「Can you spot the notebook」を含む行から「x=326, y=371」を含む行まで(両端の行を含む)を、「green leaf」を「yellow leaf」に置き換えて書き直しなさい。それ以外の部分は変えないこと。

- - - -

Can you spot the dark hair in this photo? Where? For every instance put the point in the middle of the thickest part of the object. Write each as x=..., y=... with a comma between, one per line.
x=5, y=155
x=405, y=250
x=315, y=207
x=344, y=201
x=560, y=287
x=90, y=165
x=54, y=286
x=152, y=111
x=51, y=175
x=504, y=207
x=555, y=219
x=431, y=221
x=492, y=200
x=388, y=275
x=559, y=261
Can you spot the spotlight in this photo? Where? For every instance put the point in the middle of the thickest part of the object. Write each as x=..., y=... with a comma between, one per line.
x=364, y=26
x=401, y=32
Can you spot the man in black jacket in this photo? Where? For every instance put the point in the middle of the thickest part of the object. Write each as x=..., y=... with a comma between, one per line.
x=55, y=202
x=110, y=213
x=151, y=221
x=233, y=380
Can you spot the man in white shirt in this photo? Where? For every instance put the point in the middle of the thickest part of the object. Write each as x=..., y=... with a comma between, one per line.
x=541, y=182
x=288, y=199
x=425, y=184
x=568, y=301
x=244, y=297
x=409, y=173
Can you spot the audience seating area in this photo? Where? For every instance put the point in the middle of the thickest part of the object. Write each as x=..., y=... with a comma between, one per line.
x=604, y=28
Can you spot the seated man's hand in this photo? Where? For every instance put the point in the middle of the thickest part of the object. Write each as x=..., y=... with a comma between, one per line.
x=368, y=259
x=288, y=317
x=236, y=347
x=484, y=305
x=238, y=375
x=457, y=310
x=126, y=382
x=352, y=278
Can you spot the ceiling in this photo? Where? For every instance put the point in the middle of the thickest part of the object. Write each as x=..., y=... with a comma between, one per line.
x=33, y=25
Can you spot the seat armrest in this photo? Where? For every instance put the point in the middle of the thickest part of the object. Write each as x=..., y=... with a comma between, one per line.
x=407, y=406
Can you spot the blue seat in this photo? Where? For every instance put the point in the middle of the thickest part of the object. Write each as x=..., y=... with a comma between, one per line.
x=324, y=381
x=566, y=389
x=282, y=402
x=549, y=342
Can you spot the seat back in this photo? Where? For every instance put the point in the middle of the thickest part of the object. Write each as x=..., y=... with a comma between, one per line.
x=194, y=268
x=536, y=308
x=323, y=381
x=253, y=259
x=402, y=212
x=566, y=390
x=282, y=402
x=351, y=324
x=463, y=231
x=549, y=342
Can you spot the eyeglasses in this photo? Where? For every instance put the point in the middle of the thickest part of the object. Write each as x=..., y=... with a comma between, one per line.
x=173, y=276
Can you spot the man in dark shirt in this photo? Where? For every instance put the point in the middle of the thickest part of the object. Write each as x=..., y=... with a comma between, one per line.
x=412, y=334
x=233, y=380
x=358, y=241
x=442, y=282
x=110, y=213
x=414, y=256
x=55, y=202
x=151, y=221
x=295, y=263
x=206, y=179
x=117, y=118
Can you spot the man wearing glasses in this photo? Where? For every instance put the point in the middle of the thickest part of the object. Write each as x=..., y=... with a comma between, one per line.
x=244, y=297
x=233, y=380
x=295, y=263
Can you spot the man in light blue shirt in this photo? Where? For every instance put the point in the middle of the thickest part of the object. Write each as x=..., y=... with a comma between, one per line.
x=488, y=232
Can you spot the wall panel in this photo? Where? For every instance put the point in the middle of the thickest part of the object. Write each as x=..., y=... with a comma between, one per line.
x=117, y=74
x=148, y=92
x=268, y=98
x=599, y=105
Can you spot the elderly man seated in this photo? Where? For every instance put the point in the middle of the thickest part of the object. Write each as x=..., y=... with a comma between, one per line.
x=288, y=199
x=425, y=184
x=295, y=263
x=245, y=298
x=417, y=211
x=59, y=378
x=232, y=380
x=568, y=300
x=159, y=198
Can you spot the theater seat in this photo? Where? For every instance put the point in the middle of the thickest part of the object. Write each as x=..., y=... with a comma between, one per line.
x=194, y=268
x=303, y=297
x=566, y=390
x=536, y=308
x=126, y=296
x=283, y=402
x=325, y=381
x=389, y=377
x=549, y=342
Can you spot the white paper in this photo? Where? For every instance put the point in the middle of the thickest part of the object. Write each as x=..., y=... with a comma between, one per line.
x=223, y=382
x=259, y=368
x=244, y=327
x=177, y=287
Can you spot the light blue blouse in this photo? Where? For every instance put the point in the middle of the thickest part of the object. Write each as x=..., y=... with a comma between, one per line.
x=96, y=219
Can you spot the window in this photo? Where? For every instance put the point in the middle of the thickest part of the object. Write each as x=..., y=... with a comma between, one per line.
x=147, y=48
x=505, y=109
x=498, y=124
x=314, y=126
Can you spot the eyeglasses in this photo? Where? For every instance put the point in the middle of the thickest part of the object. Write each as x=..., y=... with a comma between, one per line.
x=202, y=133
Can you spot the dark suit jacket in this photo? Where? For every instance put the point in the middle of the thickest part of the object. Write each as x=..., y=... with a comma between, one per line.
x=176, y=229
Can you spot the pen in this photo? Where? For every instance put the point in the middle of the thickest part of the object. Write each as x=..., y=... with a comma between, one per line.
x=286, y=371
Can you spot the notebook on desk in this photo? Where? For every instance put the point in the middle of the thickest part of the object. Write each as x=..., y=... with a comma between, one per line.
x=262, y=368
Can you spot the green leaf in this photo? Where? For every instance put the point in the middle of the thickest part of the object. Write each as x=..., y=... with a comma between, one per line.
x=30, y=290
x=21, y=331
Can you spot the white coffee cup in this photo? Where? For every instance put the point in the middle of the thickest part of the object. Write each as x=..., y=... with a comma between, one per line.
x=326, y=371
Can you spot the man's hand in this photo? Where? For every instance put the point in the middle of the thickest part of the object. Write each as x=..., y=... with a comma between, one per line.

- - - -

* 本課題の結果:
Can you spot the notebook on desk in this photo? Where? For every instance put the point in the middle of the thickest part of the object. Write each as x=..., y=... with a comma between, one per line.
x=262, y=368
Can you spot the yellow leaf in this photo? Where? For every instance put the point in the middle of the thickest part of the object. Write each as x=..., y=... with a comma between, one per line.
x=30, y=290
x=21, y=331
Can you spot the white coffee cup in this photo? Where? For every instance put the point in the middle of the thickest part of the object. Write each as x=..., y=... with a comma between, one per line.
x=326, y=371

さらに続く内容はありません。